Could you reproduce all of the data below line for line, without changing a single character?

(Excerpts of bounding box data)
+ + +

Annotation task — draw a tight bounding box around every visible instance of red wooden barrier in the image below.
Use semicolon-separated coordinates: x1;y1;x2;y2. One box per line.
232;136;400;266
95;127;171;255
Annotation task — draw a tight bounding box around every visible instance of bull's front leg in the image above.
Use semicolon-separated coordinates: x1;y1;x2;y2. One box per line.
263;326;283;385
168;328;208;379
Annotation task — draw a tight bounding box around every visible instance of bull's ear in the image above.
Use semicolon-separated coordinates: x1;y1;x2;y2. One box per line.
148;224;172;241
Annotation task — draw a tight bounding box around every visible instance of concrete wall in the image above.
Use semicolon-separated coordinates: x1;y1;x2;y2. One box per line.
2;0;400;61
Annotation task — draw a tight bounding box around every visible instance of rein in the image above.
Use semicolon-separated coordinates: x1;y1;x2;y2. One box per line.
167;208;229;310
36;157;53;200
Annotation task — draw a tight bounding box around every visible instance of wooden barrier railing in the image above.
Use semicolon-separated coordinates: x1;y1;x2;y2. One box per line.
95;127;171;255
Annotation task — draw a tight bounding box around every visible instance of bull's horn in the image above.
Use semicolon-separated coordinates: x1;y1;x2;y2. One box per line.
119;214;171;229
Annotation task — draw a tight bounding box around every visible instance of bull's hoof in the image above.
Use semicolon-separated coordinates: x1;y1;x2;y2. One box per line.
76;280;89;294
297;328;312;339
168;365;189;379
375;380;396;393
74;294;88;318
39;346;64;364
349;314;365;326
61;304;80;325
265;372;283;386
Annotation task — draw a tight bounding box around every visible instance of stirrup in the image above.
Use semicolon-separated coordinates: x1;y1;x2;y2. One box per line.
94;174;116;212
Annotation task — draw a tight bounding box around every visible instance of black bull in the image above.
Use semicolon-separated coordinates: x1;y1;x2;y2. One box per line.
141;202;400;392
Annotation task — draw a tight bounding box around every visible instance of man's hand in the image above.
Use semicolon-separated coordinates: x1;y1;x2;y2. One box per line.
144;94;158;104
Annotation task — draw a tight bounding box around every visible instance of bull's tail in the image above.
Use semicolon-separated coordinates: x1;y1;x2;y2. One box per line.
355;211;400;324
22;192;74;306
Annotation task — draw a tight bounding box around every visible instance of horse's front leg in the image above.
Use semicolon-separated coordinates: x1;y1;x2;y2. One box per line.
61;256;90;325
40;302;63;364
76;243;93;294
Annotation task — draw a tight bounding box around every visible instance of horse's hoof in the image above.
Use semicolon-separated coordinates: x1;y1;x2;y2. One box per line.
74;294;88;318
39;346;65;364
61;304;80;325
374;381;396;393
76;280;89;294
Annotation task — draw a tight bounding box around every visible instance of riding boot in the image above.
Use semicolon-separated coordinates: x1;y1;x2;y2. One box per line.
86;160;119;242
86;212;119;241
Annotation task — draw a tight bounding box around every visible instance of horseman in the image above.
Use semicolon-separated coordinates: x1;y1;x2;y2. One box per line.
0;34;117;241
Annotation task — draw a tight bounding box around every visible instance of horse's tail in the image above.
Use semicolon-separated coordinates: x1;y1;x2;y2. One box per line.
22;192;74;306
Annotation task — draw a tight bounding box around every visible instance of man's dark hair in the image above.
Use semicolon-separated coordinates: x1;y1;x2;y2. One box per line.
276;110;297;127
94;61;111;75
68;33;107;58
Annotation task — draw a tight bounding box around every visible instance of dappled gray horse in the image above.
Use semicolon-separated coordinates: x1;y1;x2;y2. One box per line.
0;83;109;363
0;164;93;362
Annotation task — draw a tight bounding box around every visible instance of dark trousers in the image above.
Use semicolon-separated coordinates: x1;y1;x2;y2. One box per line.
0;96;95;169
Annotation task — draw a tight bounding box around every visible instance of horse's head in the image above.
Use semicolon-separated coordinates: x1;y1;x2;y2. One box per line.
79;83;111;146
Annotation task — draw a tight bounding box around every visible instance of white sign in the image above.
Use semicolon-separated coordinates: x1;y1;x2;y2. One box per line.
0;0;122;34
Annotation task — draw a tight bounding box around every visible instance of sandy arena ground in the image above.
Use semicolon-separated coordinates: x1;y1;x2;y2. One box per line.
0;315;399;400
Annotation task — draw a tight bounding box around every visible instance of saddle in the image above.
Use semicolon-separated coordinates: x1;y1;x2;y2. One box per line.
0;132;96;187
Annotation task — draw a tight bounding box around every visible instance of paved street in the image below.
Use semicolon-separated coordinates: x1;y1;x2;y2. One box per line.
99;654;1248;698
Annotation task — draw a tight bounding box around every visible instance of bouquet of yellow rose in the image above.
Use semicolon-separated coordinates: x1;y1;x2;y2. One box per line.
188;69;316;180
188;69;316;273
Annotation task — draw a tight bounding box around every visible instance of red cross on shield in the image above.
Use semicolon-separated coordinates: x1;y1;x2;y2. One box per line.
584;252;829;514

+ + +

Answer to the exercise:
Annotation task — draw a tight bounding box around every visible instance of red wooden barrier in the image below.
Use semicolon-separated coordinates: x1;y1;x2;y2. One box per line.
232;136;400;266
95;127;171;255
Annotation task — draw a tight bounding box around every visible instance of bull's front leg in the image above.
Use semicolon-separated coordinates: x1;y1;x2;y2. One box per line.
263;326;283;385
168;328;208;379
Annotation task — draw a tight bounding box around every visible instance of bull's ear in the image above.
Use semicolon-separated coordinates: x1;y1;x2;y2. One box per line.
148;224;172;241
Annotation task — draw a tight bounding box around every visible instance of concrete wall in the image above.
Use semicolon-separated coordinates: x1;y1;x2;y2. One box per line.
2;0;400;61
Annotation task — draw a tight bounding box around every visible instance of rein in the image above.
Use semicolon-separated coordinates: x1;y1;x2;y2. One box per line.
167;208;229;310
36;157;53;200
Annotation task — draw a tight bounding box around every visible instance of wooden barrier railing in the image above.
Use semicolon-separated coordinates: x1;y1;x2;y2. One box per line.
95;127;171;255
Annotation task — draw a tight bounding box around every visible instance of bull's horn in the image above.
Use semicolon-separated coordinates: x1;y1;x2;y2. One box per line.
119;214;171;229
Annotation task — draw a tight bounding box around every visible instance of bull's hoof in the image above.
Use semicolon-separated coordinates: x1;y1;x2;y2. One box per line.
76;280;89;294
297;328;312;339
168;365;189;379
375;380;396;393
74;294;88;318
39;346;64;364
349;314;365;326
61;304;80;325
265;372;283;386
Annotation task — draw a tight bounding box around every visible instance of stirrup in the image above.
Use semicolon-separated coordinates: x1;y1;x2;y2. One box per line.
94;174;116;212
Annotation task — draw a tight bounding box around every visible instance of black bull in the image above.
Use semicolon-separated coordinates: x1;y1;x2;y2. One box per line.
141;202;400;392
Annotation task — draw a tight bounding box around every visible instance of man's hand in the image above.
Use semicolon-separated coordinates: x1;y1;x2;y2. One box per line.
144;94;158;104
Annotation task — draw a tight bounding box around every visible instance of bull's tail in the image above.
Use semicolon-separated coordinates: x1;y1;x2;y2. One box per line.
355;211;400;324
22;192;74;306
Annotation task — draw a tight bounding box around every visible instance of horse's front leg in the image above.
Use semicolon-separated coordinates: x1;y1;x2;y2. One box per line.
61;256;90;325
40;302;63;364
76;243;93;294
Annotation task — draw a tight bounding box around every visible instance of horse's hoof in the image above.
Use semicolon-separated coordinates: x1;y1;x2;y2. One box per line.
74;294;88;318
39;346;65;364
61;304;80;325
374;381;396;393
76;280;89;294
Annotation task — draw a tight bounding box around every visible instance of riding boot in the image above.
Use semicolon-separated coordinates: x1;y1;x2;y2. One box per line.
86;160;119;242
86;212;119;241
Annotation task — draw a tight bounding box around every visible instance of horseman in the image above.
Use semicolon-separated coordinates: x1;y1;x2;y2. One box per line.
0;34;117;241
Annotation task — draw a tight bounding box around every visible instance of horse's tail in the image above.
Use semicolon-separated coordinates: x1;y1;x2;y2. One box per line.
22;192;74;306
Annotation task — draw a tight bounding box around every visible instance of man's dark hair in the image above.
Use semicolon-separated coordinates: x1;y1;x2;y2. One box per line.
276;110;297;127
94;61;111;75
68;33;107;58
Annotation task — draw a tight bounding box around every visible instance of dappled gray horse in the image above.
Use semicolon-separated coordinates: x1;y1;x2;y2. One box per line.
0;83;109;363
0;164;93;362
Annotation task — draw a tight bounding box around every visible instance of dark trousers in the image above.
Use semicolon-separated coordinates: x1;y1;x2;y2. One box per line.
0;96;95;169
Annotation task — draw a tight bounding box around every visible instance of horse's head in the image above.
Use semicolon-separated coordinates: x1;y1;x2;y2. One box per line.
79;83;111;146
Annotation task — draw a tight bounding box around every visible instance of white sign in the image above.
Use semicolon-separated coordinates: x1;y1;x2;y2. One box per line.
0;0;122;34
Annotation task — draw a tight bounding box around every visible instance of sandy arena ground in the image above.
Use semicolon-separated coordinates: x1;y1;x2;y2. One box per line.
0;315;399;400
Annotation task — draw a tight bounding box around every visible instance of saddle in the image above.
Use semicolon-separated coordinates: x1;y1;x2;y2. One box per line.
0;132;96;187
Annotation task — draw a tight bounding box around every visible instance of paved street in the image below.
Use semicolon-separated coordinates: x1;y1;x2;y2. One box per line.
99;654;1248;698
Annotation task — draw a tight bounding box around every visible instance of bouquet of yellow rose in the image above.
Use semicolon-separated coordinates: x1;y1;x2;y2. One box per line.
188;69;316;180
188;69;316;273
Annotation task — draw a tight bounding box around every visible instance of red cross on shield in the image above.
Use semicolon-separated coordinates: x1;y1;x2;y2. One box per line.
584;252;829;514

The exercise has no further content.